start Data excerpts
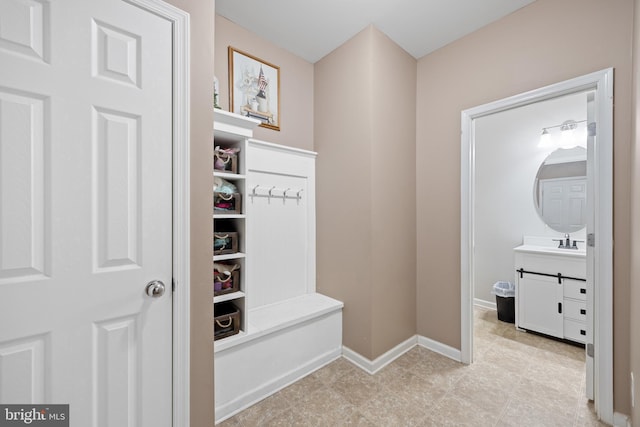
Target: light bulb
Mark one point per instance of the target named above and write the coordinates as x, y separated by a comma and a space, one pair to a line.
545, 139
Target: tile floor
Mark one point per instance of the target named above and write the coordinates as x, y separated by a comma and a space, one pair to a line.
518, 379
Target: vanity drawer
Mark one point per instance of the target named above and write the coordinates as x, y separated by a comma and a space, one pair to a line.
575, 289
576, 310
575, 330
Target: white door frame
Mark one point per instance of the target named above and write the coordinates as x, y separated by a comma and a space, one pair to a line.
181, 201
602, 83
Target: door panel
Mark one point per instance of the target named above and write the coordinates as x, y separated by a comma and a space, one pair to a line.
85, 209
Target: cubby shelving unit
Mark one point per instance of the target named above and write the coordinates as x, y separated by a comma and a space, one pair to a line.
232, 130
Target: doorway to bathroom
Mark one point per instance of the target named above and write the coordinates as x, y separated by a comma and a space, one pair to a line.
518, 194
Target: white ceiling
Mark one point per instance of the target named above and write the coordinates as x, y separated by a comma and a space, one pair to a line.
312, 29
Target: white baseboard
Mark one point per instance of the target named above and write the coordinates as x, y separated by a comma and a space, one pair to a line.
256, 395
484, 304
373, 366
438, 347
621, 420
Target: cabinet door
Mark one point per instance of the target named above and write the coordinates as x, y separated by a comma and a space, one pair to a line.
539, 304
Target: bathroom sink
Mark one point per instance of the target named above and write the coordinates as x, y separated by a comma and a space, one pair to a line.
551, 250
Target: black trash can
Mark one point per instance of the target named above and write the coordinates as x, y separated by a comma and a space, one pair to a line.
505, 293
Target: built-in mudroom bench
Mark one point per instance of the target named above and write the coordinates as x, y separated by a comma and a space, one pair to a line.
283, 328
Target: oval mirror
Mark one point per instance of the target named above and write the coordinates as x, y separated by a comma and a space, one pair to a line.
560, 190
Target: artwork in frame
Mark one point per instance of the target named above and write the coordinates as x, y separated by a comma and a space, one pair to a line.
254, 88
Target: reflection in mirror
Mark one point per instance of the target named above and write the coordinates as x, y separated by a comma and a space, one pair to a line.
560, 190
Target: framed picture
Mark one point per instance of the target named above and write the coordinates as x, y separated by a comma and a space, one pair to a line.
254, 88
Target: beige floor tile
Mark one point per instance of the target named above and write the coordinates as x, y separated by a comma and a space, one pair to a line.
517, 379
454, 411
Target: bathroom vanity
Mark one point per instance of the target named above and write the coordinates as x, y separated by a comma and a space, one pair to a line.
551, 291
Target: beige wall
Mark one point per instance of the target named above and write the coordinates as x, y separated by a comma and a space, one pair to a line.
296, 83
635, 219
202, 28
393, 186
546, 42
364, 134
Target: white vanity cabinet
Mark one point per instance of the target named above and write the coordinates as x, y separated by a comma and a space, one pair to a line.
551, 292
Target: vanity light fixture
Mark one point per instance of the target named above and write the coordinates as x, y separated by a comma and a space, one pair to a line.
568, 137
545, 139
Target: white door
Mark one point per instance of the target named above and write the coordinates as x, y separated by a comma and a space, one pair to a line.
563, 202
85, 209
591, 260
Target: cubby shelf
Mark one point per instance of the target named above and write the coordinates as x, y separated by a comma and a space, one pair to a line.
233, 130
228, 297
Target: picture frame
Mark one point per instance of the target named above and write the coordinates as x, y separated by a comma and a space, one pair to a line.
254, 88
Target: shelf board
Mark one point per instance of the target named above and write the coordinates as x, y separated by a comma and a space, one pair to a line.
237, 255
228, 216
229, 339
228, 297
229, 175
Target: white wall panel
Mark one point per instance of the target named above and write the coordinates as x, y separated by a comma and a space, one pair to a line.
23, 378
116, 54
24, 27
116, 373
23, 211
117, 180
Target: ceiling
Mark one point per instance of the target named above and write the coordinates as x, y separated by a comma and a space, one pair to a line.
312, 29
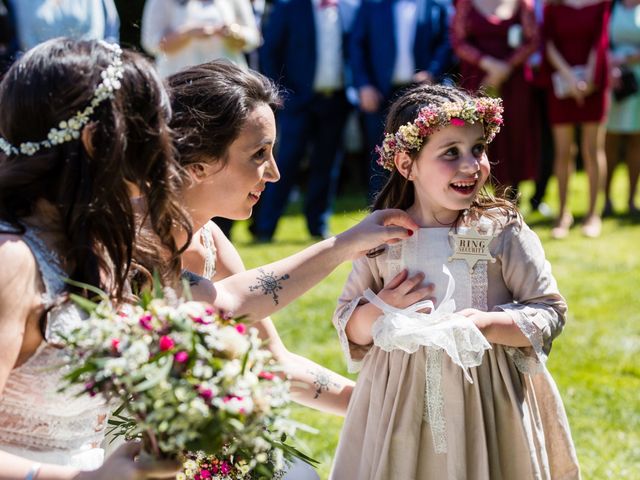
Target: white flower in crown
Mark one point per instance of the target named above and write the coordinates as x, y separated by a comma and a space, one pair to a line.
431, 118
69, 130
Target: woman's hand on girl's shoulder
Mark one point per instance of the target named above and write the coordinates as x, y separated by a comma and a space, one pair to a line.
20, 298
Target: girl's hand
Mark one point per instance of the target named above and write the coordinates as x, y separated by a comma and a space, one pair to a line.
123, 465
497, 72
481, 319
404, 291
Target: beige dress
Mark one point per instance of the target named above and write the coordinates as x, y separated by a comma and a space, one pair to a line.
416, 415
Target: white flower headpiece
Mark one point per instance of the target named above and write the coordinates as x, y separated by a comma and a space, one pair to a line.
68, 130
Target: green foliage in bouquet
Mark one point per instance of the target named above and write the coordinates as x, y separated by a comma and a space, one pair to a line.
189, 381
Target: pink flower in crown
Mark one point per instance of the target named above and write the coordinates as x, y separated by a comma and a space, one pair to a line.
145, 321
181, 357
166, 343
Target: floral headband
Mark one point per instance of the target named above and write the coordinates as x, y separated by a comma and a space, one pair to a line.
70, 129
430, 119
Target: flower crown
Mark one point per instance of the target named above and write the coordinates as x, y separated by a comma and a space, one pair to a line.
68, 130
430, 119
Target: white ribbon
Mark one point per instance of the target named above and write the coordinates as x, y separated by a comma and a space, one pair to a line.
440, 330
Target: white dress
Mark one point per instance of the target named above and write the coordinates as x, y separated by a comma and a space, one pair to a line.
298, 470
164, 16
37, 421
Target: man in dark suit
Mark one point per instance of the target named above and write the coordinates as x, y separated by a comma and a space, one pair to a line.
304, 52
393, 44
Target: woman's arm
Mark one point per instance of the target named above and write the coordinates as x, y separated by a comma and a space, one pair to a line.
311, 384
537, 314
20, 294
244, 32
262, 291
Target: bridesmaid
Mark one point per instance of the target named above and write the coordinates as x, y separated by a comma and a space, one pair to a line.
577, 35
82, 124
494, 39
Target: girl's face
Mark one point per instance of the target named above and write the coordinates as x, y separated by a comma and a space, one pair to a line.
450, 170
233, 190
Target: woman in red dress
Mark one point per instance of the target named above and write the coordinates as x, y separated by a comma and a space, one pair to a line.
493, 39
577, 37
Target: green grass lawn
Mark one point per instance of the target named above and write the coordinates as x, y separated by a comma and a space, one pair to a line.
595, 362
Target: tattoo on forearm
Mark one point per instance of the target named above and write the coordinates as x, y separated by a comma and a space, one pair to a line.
322, 382
269, 283
191, 277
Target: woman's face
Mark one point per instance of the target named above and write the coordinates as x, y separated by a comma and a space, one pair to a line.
232, 190
449, 172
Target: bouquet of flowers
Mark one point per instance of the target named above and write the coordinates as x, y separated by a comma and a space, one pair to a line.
188, 380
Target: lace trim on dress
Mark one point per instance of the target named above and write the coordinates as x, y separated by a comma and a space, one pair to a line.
206, 235
34, 414
439, 331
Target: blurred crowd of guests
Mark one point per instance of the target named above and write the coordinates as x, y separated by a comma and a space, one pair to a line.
567, 70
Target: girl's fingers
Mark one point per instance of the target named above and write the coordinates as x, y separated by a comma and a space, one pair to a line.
397, 280
410, 284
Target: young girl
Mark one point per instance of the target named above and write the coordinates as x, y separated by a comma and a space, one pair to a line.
444, 395
82, 125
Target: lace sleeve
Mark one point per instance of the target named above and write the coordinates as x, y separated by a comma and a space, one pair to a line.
538, 310
459, 29
362, 276
530, 34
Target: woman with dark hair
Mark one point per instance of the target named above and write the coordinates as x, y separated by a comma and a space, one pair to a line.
223, 121
83, 126
182, 33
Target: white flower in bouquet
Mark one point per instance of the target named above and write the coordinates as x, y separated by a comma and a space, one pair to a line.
188, 381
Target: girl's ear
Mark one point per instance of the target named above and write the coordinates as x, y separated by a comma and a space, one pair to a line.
403, 164
86, 137
196, 171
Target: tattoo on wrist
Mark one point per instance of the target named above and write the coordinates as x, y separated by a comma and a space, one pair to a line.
322, 382
269, 283
191, 277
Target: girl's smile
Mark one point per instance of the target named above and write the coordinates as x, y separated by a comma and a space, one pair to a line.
447, 174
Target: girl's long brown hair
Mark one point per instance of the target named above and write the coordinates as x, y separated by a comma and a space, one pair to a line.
end Data excerpts
Exercise directions: Copy the records from the line containing "Target: girl's smile" through the end of the records, requests included, and scale every coordinate in the answers by 0.5, rounding to whole numbers with halves going up.

Response to the exercise:
Target: girl's smile
Mark one point per instance of the target named above and write the coordinates as x, y separated by a comma and a space, one pair to a line.
224, 87
Target: girl's long brown hair
Mark one point per instance of the target named above and write the coordinates as x, y separated by a comma and a space, one pair to a line.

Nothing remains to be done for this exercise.